*TEXTAUSSCHNITT*.

☆ ☆ ☆ ☆ ☆

Und das macht eben eine Menge aus, da kannst du die Fakten so hinbiegen, dass sie bestens zu dem passen, was du eigentlich aussagen willst, auch wenns nicht stimmt.
Der US Sender FOX gehört auch zu so einem Verein, der gerne mal das so sendet, damit der Konkurrent richtig blöd da steht, obwohls eigentlich Banane war.


----------



## snej0478 (9. November 2011)

*AW: Weltweite Finanz/Währungskrise - USA/Europa/China - wo führt es hin, gibt es einen Ausweg?*



quantenslipstream schrieb:


> Und das macht eben eine Menge aus, da kannst du die Fakten so hinbiegen, dass sie bestens zu dem passen, was du eigentlich aussagen willst, auch wenns nicht stimmt.
> Der US Sender FOX gehört auch zu so einem Verein, der gerne mal das so sendet, damit der Konkurrent richtig blöd da steht, obwohls eigentlich Banane war.


 
Sehe ich auch so. Es wird halt so gedreht das am Ende das Volk das hört was es soll und dies entspricht halt (leider) immer "GANZ" der Wahrheit.
Lieber die Dinge So drehen wie mann es gerade bracht als das Gesicht zu verlieren.

Trotzdem ist es an der Zeit das Italien aufwacht.
Mir stellt sich nur die Frage wer hat dort dem Mumm die notwendigen Reformen durch zuziehen?????????????
Mir fällt keiner ein.

Hoffe nur das wir nicht noch mehr Staaten retten müssen. Bleibt nur abwarten


Tante Edith sagt: Unser Haushalt muss auch saniert werden, denn ein Leben auf Pump kann auf Dauer nicht gut gehen.


----------



## quantenslipstream (11. November 2011)

*AW: Weltweite Finanz/Währungskrise - USA/Europa/China - wo führt es hin, gibt es einen Ausweg?*

*Update*

Nach dem Rücktritt von Papandreou steht nun die neue Regierung in Griechenland.
Zum ersten Mal seit dem Ende der Militärdiktatur in den 70ern gibt es nun eine Kolatition unter der Führung von Lucas Papademos (Parteilos).

☆ ☆ ☆ ☆ ☆

Daten zur Punktplatzierung
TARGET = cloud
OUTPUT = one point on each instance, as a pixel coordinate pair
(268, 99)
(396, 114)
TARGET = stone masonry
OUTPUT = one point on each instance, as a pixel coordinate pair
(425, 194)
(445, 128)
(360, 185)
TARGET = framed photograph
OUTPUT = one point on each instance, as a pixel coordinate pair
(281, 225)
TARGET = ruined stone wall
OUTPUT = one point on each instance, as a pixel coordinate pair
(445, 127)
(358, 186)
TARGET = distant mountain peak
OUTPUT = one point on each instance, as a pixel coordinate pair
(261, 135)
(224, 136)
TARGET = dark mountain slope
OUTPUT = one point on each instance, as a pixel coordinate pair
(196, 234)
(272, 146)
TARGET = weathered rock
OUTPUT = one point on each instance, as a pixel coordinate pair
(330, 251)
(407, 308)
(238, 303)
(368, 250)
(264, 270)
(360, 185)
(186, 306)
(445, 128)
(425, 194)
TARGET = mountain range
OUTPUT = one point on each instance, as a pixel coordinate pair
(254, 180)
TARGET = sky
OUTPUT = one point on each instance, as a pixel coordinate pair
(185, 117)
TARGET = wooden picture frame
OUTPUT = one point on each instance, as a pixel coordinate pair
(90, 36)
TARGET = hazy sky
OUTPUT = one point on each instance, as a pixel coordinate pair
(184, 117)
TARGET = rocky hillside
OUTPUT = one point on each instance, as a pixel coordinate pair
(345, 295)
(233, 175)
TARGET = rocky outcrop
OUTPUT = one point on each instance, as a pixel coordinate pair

☆ ☆ ☆ ☆ ☆

*DEINE AUFGABE*.
Kopiere bitte aus der Forumsdiskussion zur Finanzkrise den Abschnitt von „Mir fällt keiner“ bis einschließlich „(11. November 2011)“ wortgetreu.

*ERGEBNIS DER AUFGABE*.
Mir fällt keiner ein.

Hoffe nur das wir nicht noch mehr Staaten retten müssen. Bleibt nur abwarten


Tante Edith sagt: Unser Haushalt muss auch saniert werden, denn ein Leben auf Pump kann auf Dauer nicht gut gehen.


----------



## quantenslipstream (11. November 2011)